§ READING PASSAGE:
# Corn cob bedding?



## Discordya

Does anyone have any experience with corn cob bedding? Is it safe for mices or is it bad? I tried a search for it and only one post came up, with just one general statement about it and nothing informative. It's very nice and doesn't seem to have hardly any dust at all, but I know corn is bad for them so if he were to eat any of the bedding I don't know how bad that would be. So far as I have been watching him closely in general, I have not seen him eating the bedding (but doesn't mean he never would).

I was going to switch to Aspen this afternoon unless the corn cob is ok? If so, should I double it with anything?

Also I was wondering, would anything like newspaper or copy paper be ok to put in the very bottom under the substrate, to soak and prevent wetness from being on the cage bottom all the time? I use to do that with my rabbits and it worked wonders on keeping odors down from the plastic (you could still smell the rabbit pee even after a strong animal safe cleaner). I don't want to use the same tactics from them to my mouse if it is not safe for him, though, so I will just wait and see what everyone says first!

§ REQUESTS:
- 1) Rewrite the forum post between "# Corn cob bedding?" and "he never would).", inclusive, using "litter" wherever "bedding" appears.
- 2) Name every material the forum post mentions as bedding or as a cage lining.
- 3) Write what comes next in the forum post about corn cob bedding, picking up after its final sentence.

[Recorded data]

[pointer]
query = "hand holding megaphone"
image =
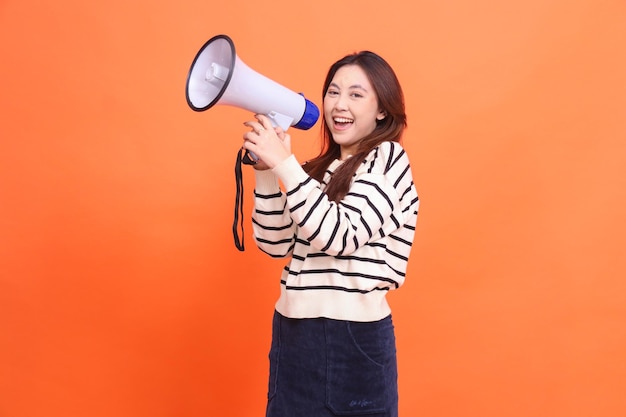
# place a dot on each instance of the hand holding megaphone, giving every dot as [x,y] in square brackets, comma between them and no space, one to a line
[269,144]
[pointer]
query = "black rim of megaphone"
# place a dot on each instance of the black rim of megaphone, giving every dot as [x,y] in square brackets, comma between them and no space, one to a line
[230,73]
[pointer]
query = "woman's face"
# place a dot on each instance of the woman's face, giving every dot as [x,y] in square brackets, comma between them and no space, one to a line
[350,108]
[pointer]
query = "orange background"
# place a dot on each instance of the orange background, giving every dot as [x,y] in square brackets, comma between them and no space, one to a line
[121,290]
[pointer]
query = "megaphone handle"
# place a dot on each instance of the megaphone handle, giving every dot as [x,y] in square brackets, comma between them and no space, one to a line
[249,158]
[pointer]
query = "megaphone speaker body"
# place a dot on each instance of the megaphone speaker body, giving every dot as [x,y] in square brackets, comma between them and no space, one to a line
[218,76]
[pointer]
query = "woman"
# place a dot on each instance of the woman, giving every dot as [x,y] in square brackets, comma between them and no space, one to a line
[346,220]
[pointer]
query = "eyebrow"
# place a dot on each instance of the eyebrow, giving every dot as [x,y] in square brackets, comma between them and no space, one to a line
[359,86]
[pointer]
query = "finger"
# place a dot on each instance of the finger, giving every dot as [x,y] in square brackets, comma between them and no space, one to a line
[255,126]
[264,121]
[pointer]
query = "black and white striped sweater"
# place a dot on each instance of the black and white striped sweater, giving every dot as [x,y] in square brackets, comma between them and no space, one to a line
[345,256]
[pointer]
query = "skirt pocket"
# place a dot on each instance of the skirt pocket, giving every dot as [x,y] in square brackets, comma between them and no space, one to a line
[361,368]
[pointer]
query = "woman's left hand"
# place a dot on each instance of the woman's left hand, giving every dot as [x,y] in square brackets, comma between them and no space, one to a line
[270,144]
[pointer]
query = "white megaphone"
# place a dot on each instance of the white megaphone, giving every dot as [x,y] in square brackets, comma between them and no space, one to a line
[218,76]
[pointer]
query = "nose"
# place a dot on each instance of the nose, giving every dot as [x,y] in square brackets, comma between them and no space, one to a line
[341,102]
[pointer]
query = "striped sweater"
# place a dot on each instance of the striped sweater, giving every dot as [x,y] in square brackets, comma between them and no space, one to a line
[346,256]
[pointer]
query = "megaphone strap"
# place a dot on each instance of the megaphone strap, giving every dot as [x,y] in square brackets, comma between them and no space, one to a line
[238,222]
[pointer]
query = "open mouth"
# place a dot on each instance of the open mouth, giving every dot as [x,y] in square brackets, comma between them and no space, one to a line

§ ANSWERS GIVEN:
- 1)
# Corn cob litter?



## Discordya

Does anyone have any experience with corn cob litter? Is it safe for mices or is it bad? I tried a search for it and only one post came up, with just one general statement about it and nothing informative. It's very nice and doesn't seem to have hardly any dust at all, but I know corn is bad for them so if he were to eat any of the litter I don't know how bad that would be. So far as I have been watching him closely in general, I have not seen him eating the litter (but doesn't mean he never would).

- 2) Corn cob, Aspen, newspaper, copy paper

- 3)
----------



## Jack Garcia

With birds, they'll sometimes eat it and it swells inside them and can cause intestinal blockage. But while I've heard of this concern with mice, I've never known of a mouse to actually it it.

I've used corncob before, but always as one part of a mixture (usually along with aspen and hay). I put a little corncob in the corners, and then cover it with aspen and hay. The only problem I've ever noticed is that sometimes, some bags seem to mold rather quickly when they get wet. But I always change it immediately (because it smells gross).



> Also I was wondering, would anything like newspaper or copy paper be ok to put in the very bottom under the substrate, to soak and prevent wetness from being on the cage bottom all the time?


You can generally use newspaper, but they'll pull it up and chew it. You can also use plain baking soda in the corners (where they go to the bathroom) and if you clean the corners out mid-week and replace the corners with clean bedding, often the mice won't go to the bathroom anywhere else. Their instinct tells them to go to the bathroom in a place as far away from the nest as possible so that predators don't smell them, and in a square cage, often that's one or two corners at the other end of the nest.


----------



## Discordya

So for now as long as I don't catch him eating it, then it is okie to use the corn cob. It is $1 cheaper bag than aspen for the same amount, so it's why I was asking.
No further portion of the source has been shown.